# My experience using a Jaboa 3.4 doser



## steveno (19 Jul 2020)

I've recently purchased an Jaboa 3.4 dosing unit, and thought I would post my experience using this device.

The unit was purchased from Aliexpress and was brought as part of set that included 5m of tubing and acrylic tank clamp to run the tubing, at the time it cost me £63, and also include a UK plug convertor as power adapter is a 2 pin type.  This doser is their latest model, and has 4 channels, there is also single channel unit available.

This model is quite a bit smaller that their previous model.














This is picture of the unit set up, the dosing container where purchased form my local aquarium store, but any old container could be used. Something to be mindful of, that i was aware until recently is that fertilizers will deteriorate over time if exposed to natural  light so i have now made a simple enclosure to cover the unit and dosing container and have also ordered some black tubing.






The acrylic tank clamp, not the prettiest so I'm going to  look for something a little more discrete.

The instruction that came with the device left a lot to be desired so here is a bried description of how to use device.
The unit only connects using 2.4GHz WIFI connection, you need to connect your phone to this WiFi channel, before your phone will connect with this unit. To connect you need to set up an Jaboa account and download their app on to your mobile. The app seems relatively easy to use, the app allows you to  control each channel/dosing head and set programs independently.




 


Once connected to calibrate each channel/head you hit the three little dots in top right hand corner, and set the time of how long it takes to dose a specific amount of liquid. There are few YouTube videos on how you calibrate this particular unit.

▸ **GOALS**:
1. From the Jaboa doser post, write out everything from "This is picture" down to "little more discrete.".
2. In the Jaboa doser post, what did the set bought from Aliexpress cost?
3. Summarize the Jaboa doser post in two sentences.

▸ **DATASET EXCERPTS**:
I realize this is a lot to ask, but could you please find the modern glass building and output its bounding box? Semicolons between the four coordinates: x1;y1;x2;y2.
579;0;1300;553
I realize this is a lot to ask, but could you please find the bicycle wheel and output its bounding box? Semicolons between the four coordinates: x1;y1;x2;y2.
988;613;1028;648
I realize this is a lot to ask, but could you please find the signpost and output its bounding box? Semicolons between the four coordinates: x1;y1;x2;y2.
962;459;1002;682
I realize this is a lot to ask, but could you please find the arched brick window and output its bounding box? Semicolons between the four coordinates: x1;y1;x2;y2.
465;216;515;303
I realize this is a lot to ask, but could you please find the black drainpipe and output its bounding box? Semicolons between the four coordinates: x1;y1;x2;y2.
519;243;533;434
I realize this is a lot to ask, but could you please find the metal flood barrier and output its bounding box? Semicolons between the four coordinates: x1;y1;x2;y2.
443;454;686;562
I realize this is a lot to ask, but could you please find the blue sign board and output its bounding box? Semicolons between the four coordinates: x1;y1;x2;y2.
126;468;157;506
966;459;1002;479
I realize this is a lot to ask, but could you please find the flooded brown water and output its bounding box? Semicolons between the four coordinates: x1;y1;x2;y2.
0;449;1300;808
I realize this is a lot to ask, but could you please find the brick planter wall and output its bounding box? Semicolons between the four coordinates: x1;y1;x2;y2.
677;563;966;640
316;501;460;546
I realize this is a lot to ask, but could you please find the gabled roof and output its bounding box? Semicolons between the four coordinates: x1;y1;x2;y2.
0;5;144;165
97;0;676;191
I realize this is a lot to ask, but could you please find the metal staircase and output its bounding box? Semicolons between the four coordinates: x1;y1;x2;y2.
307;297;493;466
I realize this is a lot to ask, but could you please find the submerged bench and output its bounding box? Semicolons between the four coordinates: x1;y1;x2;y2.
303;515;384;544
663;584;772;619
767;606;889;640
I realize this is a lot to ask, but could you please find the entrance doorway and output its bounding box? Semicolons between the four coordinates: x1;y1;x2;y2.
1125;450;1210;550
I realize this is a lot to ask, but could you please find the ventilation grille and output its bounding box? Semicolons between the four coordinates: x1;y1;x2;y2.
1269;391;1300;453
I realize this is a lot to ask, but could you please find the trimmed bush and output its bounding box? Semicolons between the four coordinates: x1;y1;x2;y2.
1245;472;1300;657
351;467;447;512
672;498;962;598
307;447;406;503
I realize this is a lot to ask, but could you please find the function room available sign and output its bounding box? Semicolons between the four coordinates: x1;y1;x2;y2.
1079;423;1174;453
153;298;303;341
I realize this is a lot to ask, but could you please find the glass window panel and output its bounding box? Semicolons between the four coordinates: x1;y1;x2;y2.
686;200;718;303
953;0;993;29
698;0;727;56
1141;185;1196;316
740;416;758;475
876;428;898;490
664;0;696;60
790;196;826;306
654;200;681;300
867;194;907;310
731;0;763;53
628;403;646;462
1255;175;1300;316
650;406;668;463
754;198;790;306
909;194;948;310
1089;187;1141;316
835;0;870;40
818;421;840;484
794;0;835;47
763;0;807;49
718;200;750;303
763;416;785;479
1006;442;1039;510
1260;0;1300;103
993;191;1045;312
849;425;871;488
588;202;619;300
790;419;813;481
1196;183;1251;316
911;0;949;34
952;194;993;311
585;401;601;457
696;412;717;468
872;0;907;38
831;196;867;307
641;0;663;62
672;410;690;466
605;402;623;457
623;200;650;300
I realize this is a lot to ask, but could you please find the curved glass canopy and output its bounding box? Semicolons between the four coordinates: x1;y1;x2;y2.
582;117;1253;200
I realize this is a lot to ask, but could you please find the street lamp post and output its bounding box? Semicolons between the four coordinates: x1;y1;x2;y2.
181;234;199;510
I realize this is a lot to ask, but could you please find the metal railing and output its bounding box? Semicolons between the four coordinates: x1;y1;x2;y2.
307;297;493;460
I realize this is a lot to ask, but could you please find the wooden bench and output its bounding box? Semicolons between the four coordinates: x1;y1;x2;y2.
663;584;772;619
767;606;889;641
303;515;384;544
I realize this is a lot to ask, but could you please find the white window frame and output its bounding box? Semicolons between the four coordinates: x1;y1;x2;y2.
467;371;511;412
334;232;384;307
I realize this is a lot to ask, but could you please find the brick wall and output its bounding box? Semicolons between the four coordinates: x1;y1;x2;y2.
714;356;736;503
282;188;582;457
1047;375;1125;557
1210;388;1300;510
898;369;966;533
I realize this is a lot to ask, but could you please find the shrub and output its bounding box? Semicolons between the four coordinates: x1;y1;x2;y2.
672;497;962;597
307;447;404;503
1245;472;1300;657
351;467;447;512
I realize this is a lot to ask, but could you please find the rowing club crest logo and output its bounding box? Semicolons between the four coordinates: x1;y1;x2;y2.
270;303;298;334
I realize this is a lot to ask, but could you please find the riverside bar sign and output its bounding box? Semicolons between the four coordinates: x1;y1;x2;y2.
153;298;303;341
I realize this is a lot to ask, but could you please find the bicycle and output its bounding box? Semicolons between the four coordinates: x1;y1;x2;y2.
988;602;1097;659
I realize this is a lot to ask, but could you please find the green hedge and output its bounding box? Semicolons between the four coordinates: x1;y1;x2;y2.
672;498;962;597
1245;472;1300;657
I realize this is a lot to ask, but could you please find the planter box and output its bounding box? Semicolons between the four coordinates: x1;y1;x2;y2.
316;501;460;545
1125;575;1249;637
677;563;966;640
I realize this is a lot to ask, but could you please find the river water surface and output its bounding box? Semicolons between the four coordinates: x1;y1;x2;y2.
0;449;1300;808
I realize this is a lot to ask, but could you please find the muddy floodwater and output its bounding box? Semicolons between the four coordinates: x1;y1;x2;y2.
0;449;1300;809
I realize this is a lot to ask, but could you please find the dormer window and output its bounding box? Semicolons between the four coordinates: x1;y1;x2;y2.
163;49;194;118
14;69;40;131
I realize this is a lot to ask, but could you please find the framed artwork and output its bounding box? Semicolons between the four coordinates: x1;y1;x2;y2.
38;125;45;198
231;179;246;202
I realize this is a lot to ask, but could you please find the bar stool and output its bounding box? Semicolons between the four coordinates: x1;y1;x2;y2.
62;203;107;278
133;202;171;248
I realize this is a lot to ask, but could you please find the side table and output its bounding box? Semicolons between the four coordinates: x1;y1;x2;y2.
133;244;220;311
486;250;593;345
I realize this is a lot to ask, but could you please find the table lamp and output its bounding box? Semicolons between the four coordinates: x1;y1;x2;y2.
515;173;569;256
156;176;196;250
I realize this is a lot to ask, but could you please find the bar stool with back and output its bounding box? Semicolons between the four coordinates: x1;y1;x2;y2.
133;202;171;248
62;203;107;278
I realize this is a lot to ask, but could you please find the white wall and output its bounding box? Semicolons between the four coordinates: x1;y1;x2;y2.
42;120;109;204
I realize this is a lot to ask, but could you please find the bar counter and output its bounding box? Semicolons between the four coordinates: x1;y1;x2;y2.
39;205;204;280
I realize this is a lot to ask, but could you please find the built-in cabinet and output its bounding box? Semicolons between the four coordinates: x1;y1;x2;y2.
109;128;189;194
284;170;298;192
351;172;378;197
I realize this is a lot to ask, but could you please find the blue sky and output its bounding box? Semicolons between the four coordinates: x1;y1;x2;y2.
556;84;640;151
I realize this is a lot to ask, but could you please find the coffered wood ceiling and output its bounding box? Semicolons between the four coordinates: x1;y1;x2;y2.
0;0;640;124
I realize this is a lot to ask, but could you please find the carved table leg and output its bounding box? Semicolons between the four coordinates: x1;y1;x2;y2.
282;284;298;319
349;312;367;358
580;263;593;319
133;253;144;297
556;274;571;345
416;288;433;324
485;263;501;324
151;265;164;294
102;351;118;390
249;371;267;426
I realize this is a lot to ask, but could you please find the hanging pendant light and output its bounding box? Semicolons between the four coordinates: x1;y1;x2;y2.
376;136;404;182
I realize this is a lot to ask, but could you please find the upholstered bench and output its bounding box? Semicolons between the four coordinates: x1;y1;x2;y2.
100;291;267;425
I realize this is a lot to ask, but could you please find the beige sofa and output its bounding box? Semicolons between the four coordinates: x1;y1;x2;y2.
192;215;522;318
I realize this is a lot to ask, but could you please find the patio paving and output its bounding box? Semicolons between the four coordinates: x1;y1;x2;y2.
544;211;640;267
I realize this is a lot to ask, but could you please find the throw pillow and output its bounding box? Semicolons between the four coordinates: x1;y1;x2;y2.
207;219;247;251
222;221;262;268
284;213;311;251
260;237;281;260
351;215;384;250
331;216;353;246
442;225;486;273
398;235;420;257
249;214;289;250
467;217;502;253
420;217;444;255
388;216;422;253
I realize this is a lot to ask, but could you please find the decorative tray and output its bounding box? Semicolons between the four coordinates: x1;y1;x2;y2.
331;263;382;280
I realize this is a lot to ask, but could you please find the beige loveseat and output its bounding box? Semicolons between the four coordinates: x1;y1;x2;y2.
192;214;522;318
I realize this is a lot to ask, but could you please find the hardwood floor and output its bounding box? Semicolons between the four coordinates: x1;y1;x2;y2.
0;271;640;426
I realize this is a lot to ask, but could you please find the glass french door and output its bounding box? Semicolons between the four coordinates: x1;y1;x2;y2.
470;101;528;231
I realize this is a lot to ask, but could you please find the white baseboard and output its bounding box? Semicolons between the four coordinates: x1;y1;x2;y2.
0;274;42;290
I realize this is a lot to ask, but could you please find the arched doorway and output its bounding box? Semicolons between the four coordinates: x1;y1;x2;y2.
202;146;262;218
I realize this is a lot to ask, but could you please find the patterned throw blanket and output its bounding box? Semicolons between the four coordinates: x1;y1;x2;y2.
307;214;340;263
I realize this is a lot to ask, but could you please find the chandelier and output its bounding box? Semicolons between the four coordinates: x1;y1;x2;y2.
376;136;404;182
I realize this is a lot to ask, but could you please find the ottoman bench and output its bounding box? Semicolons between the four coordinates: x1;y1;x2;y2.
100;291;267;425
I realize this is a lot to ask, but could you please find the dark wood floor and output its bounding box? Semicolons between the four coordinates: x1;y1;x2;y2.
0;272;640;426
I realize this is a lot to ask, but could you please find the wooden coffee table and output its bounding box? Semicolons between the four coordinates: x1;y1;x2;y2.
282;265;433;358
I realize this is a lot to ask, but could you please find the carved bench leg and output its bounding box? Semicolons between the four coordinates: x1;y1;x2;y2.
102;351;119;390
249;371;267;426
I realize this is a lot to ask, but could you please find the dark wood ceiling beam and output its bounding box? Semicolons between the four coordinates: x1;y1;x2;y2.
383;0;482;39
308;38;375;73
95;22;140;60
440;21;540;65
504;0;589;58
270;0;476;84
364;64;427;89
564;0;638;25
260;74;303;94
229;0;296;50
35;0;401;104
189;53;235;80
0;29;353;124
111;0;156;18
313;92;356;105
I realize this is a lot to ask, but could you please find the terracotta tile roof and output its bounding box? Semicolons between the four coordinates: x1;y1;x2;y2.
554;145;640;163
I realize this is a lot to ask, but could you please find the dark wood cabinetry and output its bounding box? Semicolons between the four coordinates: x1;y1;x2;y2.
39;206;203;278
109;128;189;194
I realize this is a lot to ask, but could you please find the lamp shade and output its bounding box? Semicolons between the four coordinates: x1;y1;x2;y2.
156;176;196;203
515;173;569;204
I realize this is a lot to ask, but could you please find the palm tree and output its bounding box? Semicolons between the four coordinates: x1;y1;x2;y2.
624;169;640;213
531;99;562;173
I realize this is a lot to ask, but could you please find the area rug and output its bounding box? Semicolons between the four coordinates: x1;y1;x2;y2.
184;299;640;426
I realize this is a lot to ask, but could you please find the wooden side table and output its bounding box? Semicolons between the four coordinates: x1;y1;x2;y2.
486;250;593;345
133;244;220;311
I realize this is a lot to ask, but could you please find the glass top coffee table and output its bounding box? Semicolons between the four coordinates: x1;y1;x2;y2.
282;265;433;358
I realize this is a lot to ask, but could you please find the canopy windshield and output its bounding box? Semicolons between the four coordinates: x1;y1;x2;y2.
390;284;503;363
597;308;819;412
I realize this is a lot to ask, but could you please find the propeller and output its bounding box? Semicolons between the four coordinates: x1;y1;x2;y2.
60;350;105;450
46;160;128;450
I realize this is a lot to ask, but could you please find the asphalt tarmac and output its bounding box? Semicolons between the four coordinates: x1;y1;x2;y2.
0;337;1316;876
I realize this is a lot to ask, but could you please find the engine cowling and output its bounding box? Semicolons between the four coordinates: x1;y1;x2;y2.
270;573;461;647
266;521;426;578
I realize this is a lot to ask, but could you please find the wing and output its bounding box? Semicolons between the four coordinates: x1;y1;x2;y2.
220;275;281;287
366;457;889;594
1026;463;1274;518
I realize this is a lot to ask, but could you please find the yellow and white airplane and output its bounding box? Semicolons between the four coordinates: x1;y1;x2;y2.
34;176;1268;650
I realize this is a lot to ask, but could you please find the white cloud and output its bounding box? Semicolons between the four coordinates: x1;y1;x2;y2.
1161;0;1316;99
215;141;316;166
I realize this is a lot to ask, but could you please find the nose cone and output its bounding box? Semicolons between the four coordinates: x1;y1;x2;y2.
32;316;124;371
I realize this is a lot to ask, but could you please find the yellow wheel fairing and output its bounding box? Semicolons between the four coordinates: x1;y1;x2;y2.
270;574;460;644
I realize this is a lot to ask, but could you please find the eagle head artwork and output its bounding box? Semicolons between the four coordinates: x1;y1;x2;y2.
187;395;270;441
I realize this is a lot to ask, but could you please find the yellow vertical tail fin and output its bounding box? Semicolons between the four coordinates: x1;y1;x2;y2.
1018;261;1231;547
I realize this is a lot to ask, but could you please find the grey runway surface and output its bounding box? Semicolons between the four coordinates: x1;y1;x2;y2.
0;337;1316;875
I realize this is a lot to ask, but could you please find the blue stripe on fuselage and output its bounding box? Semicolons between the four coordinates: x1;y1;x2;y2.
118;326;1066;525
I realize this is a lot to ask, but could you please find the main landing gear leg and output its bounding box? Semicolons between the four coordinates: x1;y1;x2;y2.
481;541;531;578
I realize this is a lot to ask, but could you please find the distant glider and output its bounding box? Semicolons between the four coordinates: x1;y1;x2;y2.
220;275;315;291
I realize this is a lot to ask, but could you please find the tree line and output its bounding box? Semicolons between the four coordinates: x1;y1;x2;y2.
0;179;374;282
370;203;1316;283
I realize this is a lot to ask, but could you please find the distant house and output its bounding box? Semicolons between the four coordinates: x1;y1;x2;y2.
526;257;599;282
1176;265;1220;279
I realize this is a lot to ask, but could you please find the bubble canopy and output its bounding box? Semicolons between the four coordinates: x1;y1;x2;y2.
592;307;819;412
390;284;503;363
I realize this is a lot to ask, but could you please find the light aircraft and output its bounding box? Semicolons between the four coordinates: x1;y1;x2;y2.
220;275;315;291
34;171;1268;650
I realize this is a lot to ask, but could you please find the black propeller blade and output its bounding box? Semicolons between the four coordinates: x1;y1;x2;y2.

▸ **CORRECT ANSWERS**:
1.
This is picture of the unit set up, the dosing container where purchased form my local aquarium store, but any old container could be used. Something to be mindful of, that i was aware until recently is that fertilizers will deteriorate over time if exposed to natural  light so i have now made a simple enclosure to cover the unit and dosing container and have also ordered some black tubing.






The acrylic tank clamp, not the prettiest so I'm going to  look for something a little more discrete.

2. £63

3. The poster bought a four-channel Jaboa 3.4 dosing unit from Aliexpress as a £63 set that included 5m of tubing, an acrylic tank clamp and a UK plug convertor. The unit connects only over 2.4GHz WiFi through a Jaboa account and app, and each channel is calibrated by setting how long it takes to dose a specific amount of liquid.